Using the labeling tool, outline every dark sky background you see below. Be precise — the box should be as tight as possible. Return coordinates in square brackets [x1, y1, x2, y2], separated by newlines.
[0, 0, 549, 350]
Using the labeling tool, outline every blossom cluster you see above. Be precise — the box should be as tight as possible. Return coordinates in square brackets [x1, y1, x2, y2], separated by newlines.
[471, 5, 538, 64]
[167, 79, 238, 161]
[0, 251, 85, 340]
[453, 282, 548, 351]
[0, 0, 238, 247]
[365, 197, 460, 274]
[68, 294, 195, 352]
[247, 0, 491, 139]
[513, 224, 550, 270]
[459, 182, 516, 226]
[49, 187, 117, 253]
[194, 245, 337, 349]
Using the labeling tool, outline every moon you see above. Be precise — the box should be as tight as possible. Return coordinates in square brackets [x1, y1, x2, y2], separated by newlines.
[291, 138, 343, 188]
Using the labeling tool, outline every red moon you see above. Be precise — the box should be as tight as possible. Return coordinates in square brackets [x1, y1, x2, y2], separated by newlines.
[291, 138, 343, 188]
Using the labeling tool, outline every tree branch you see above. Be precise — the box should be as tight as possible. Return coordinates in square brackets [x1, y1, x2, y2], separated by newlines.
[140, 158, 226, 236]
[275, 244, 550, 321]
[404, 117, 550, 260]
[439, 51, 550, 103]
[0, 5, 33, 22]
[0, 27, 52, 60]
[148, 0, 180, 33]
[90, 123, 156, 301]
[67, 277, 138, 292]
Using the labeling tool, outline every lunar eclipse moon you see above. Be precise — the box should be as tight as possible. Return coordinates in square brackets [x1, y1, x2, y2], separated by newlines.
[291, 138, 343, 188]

^^^^^^^^

◆ Problem description
Whatever appears in the data above must be copied word for word.

◆ Answer section
Using the labeling tool, outline every dark sky background you see below. Be precise — the box should be as tight as possible. Return coordinates in square brackets [x1, y1, x2, y2], separated by newlines.
[0, 0, 549, 350]
Using the labeling tool, outline every blossom cluster you see above. Be precise — the box should be as tight as possible. Return coordinates in square brackets [x1, y1, x2, y2], separated by newlines.
[471, 5, 538, 64]
[167, 79, 238, 161]
[0, 251, 85, 340]
[453, 282, 548, 351]
[0, 0, 238, 247]
[365, 197, 460, 274]
[68, 294, 195, 352]
[247, 0, 491, 139]
[513, 224, 550, 270]
[459, 182, 516, 226]
[49, 187, 117, 253]
[194, 245, 337, 349]
Using the labeling tool, outline every moon you see above. Be precise — the box should be as tight as possible. Return coordinates in square brackets [x1, y1, x2, y2], separated by newlines.
[291, 138, 343, 188]
Using the labeling tool, outline every red moon you see above. Be precise — the box should be as tight as possible. Return coordinates in square brackets [x1, y1, x2, y2], separated by newlines.
[291, 138, 343, 188]
Using the labeling tool, outline every tree branch you see above. Be precise — the box should be as tight as possible. Return coordinates in square brackets [x1, y1, x2, y2], separated by newlines.
[140, 158, 226, 236]
[275, 244, 550, 321]
[404, 117, 550, 260]
[439, 51, 550, 103]
[0, 5, 33, 22]
[0, 27, 52, 60]
[148, 0, 180, 33]
[90, 123, 156, 301]
[67, 277, 138, 292]
Using the labeling tool, outline every lunar eclipse moon you see above. Be precise — the box should be as tight as possible. Return coordinates in square brackets [x1, y1, x2, y2], separated by newlines.
[291, 138, 343, 188]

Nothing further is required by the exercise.